Excerpts from a point labeling dataset:
★ ★ ★ ★ ★ ★ ★

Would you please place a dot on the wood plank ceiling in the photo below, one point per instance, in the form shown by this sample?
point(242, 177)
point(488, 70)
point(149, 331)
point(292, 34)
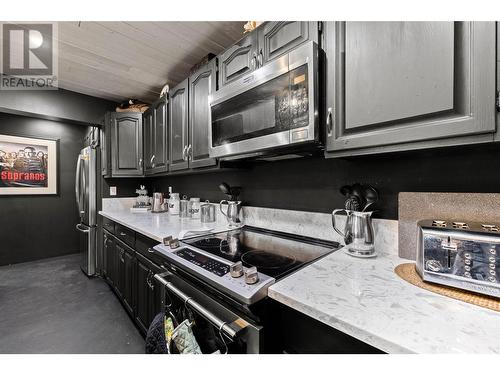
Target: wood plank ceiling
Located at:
point(122, 60)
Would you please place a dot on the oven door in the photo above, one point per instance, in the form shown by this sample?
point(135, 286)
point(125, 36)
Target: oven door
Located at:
point(274, 106)
point(212, 319)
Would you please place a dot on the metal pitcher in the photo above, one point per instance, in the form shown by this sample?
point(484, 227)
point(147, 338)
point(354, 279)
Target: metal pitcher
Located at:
point(358, 232)
point(232, 213)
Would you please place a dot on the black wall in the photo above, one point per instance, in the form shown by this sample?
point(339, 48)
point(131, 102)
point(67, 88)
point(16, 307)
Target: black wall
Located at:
point(59, 105)
point(35, 227)
point(313, 184)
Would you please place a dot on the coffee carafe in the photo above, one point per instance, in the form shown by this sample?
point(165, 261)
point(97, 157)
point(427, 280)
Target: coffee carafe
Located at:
point(158, 202)
point(232, 212)
point(358, 232)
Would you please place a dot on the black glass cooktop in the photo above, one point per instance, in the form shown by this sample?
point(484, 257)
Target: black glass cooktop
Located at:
point(275, 254)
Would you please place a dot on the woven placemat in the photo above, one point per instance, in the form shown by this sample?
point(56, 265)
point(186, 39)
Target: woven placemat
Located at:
point(408, 273)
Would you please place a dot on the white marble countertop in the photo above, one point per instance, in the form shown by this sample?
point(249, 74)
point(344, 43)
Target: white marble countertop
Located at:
point(160, 225)
point(367, 300)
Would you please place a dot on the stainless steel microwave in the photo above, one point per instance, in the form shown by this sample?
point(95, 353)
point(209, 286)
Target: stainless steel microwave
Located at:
point(268, 109)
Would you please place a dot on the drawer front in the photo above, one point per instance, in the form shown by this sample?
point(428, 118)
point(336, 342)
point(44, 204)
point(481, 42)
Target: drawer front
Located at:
point(125, 234)
point(109, 225)
point(144, 246)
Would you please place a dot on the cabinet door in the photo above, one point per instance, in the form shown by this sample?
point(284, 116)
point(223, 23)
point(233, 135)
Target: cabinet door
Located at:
point(106, 146)
point(126, 144)
point(143, 295)
point(128, 291)
point(238, 59)
point(178, 119)
point(278, 38)
point(110, 258)
point(147, 121)
point(405, 85)
point(159, 141)
point(201, 85)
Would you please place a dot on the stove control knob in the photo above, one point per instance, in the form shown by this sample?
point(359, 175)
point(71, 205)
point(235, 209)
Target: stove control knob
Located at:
point(251, 275)
point(236, 269)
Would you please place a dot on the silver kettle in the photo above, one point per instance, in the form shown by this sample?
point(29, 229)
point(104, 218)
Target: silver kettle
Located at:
point(232, 213)
point(358, 232)
point(158, 203)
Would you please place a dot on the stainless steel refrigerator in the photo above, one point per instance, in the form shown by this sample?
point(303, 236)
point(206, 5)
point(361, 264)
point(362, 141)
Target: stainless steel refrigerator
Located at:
point(86, 199)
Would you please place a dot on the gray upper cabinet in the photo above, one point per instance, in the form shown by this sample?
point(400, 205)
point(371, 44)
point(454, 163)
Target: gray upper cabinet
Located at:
point(266, 43)
point(201, 85)
point(147, 123)
point(238, 59)
point(405, 85)
point(126, 144)
point(106, 145)
point(156, 136)
point(278, 38)
point(179, 126)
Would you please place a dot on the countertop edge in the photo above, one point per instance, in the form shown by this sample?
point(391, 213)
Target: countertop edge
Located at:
point(110, 216)
point(344, 327)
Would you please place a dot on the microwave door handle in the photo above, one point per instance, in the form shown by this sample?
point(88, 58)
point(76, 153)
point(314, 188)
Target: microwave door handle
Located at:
point(77, 183)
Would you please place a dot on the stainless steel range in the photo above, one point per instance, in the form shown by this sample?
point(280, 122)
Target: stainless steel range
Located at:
point(232, 271)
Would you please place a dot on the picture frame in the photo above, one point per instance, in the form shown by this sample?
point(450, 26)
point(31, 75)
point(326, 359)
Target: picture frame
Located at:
point(28, 165)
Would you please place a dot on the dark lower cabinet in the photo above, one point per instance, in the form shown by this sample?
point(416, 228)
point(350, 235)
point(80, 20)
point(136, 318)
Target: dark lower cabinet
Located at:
point(109, 258)
point(125, 277)
point(131, 275)
point(301, 334)
point(148, 293)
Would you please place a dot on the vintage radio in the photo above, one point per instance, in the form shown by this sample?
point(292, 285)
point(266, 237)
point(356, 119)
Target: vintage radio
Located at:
point(463, 255)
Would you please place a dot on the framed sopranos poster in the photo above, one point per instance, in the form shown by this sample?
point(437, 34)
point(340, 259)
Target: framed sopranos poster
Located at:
point(28, 166)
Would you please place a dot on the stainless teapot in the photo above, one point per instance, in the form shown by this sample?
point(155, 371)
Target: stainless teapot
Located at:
point(358, 232)
point(232, 213)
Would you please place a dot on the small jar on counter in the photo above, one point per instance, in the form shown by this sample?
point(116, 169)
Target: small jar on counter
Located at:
point(174, 204)
point(194, 208)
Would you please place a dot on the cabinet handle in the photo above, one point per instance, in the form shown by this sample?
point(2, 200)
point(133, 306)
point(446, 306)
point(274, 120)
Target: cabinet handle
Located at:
point(253, 62)
point(329, 121)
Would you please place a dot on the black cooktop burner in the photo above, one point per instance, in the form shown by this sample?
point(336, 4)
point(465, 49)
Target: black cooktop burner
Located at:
point(264, 260)
point(275, 254)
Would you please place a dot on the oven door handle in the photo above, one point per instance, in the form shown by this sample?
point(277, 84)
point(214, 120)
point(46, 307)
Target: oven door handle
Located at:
point(231, 330)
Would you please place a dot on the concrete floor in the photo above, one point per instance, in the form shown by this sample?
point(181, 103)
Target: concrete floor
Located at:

★ ★ ★ ★ ★ ★ ★

Reproduce every row above word for word, leaving out the pictures.

» Output for this exercise
Would you please place a dot on the wood plank ceiling in the photo below, one point per instance, in the form shown by this sample?
point(242, 177)
point(488, 70)
point(149, 331)
point(292, 34)
Target: wood plank ceiling
Located at:
point(122, 60)
Would you please place a dot on the oven door in the photo above, one point per instance, in the form shown by this sample?
point(135, 286)
point(125, 36)
Target: oven door
Located at:
point(274, 106)
point(212, 319)
Would you please place a dot on the metal pitcher in the photo above, one point per instance, in the form shown by this sample?
point(484, 227)
point(147, 338)
point(354, 279)
Target: metal pitcher
Located at:
point(358, 232)
point(232, 213)
Would you please place a dot on the black wall in the photo above, one point per instance, in the form shown by this sample?
point(339, 48)
point(131, 102)
point(67, 88)
point(16, 307)
Target: black wall
Located at:
point(59, 105)
point(35, 227)
point(313, 184)
Would you please place a dot on the coffee carafe in the photo above, one point per instance, in the form shown by this sample?
point(165, 261)
point(97, 157)
point(427, 280)
Target: coffee carafe
Located at:
point(158, 202)
point(232, 212)
point(358, 232)
Would you please place a dot on the black glass cooktop in the photo above, one point per instance, in the form shown by this sample?
point(484, 257)
Target: black glass cooktop
Located at:
point(275, 254)
Would you please place a dot on the woven placemat in the photo above, one point per instance, in the form shown by this sample?
point(56, 265)
point(186, 39)
Target: woven placemat
Located at:
point(408, 273)
Would you please place a dot on the white marble countertop in the photo above, one point per instance, in the form shown by this sample?
point(249, 74)
point(344, 43)
Target: white marble countertop
Located at:
point(160, 225)
point(367, 300)
Would you please place a dot on the stainless steel microwave in the photo above, one point per instance, in the form shown by this sample?
point(95, 353)
point(209, 286)
Target: stainless steel microwave
Located at:
point(268, 109)
Would you please place a dot on the drawer front in the photo above, one point per instance, in the form shown by this sample?
point(428, 118)
point(336, 342)
point(44, 204)
point(481, 42)
Target: drawer front
Located at:
point(125, 234)
point(109, 225)
point(144, 246)
Would you please place a dot on the cabinet door in the photo above, one point per instance, in the form shown by this sample?
point(284, 116)
point(223, 23)
point(233, 135)
Target: cabinet door
Located at:
point(106, 146)
point(126, 144)
point(143, 295)
point(128, 291)
point(238, 59)
point(178, 119)
point(278, 38)
point(110, 258)
point(147, 121)
point(405, 85)
point(159, 141)
point(201, 85)
Would you please place a dot on the stove control knob in the photo above, one point per instance, in the form shown by this sample?
point(359, 175)
point(71, 205)
point(235, 209)
Target: stove control knob
Located at:
point(251, 275)
point(236, 269)
Would you please place a dot on the silver kettle in the photo above, one point per instance, in the form shown by this sample?
point(29, 229)
point(104, 218)
Target: silver kettle
Located at:
point(232, 213)
point(358, 232)
point(158, 203)
Would you please place a dot on the stainless steel refrigerator in the photo above, one point per instance, in the form shown by this sample?
point(303, 236)
point(206, 5)
point(361, 264)
point(362, 141)
Target: stainless steel refrigerator
Located at:
point(86, 199)
Would you please place a dot on the gray upper cabinet in the photo above, one point per instance, in the form shown by this sample?
point(400, 205)
point(371, 44)
point(454, 163)
Target: gray upper cabinet
Located at:
point(266, 43)
point(201, 85)
point(147, 123)
point(238, 59)
point(405, 85)
point(126, 144)
point(106, 145)
point(156, 136)
point(278, 38)
point(179, 126)
Would you please place a dot on the countertop edge in the photo above, one point per instance, in the form shown by this sample?
point(391, 213)
Target: countertop edge
Located at:
point(110, 216)
point(344, 327)
Would you please place a dot on the microwave door handle in the photo above, one point per instance, in the form shown by this sample?
point(88, 58)
point(76, 153)
point(314, 188)
Target: microwave door handle
Located at:
point(77, 183)
Would you please place a dot on the stainless steel range in the photo above, one point per instance, in the form shown by this sample?
point(280, 122)
Target: stainless steel range
Located at:
point(232, 271)
Would you please place a dot on the picture frame in the photo above, one point per instance, in the form shown by this sample?
point(450, 26)
point(31, 75)
point(326, 359)
Target: picture frame
Located at:
point(28, 165)
Would you please place a dot on the dark lower cabinet in the photo above, one point per instance, in the form shown by this sample?
point(416, 228)
point(350, 235)
point(80, 20)
point(136, 318)
Target: dark lower cabinet
Located at:
point(109, 258)
point(125, 277)
point(131, 275)
point(301, 334)
point(148, 293)
Would you please place a dot on the vintage radio in the photo above, one point per instance, in the form shown by this sample?
point(292, 285)
point(266, 237)
point(356, 119)
Target: vintage radio
Located at:
point(463, 255)
Would you please place a dot on the framed sopranos poster in the photo above, one point per instance, in the form shown by this sample?
point(437, 34)
point(340, 259)
Target: framed sopranos poster
Located at:
point(28, 166)
Would you please place a dot on the stainless teapot in the photo above, one point per instance, in the form shown by this sample?
point(155, 371)
Target: stainless teapot
Located at:
point(358, 232)
point(232, 213)
Would you please place a dot on the small jar on counter in the photo above, one point per instance, in the form shown by this sample?
point(116, 169)
Target: small jar on counter
Located at:
point(174, 204)
point(194, 208)
Would you please place a dot on the cabinet handle in the photo above, one point per instance, in the form shown by this sample?
point(2, 200)
point(133, 306)
point(446, 306)
point(274, 120)
Target: cabinet handle
Located at:
point(253, 62)
point(329, 121)
Would you please place a dot on the black cooktop burner in the photo above, one point per instance, in the form shown by this sample?
point(336, 4)
point(465, 49)
Target: black cooktop burner
Located at:
point(264, 260)
point(275, 254)
Would you please place a dot on the oven door handle in the photo above, one point per instance, in the form shown by this sample?
point(277, 84)
point(214, 120)
point(46, 307)
Target: oven door handle
Located at:
point(231, 330)
Would you please place a dot on the concrete floor in the photo above, one point per instance, in the form shown by this sample?
point(181, 103)
Target: concrete floor
Located at:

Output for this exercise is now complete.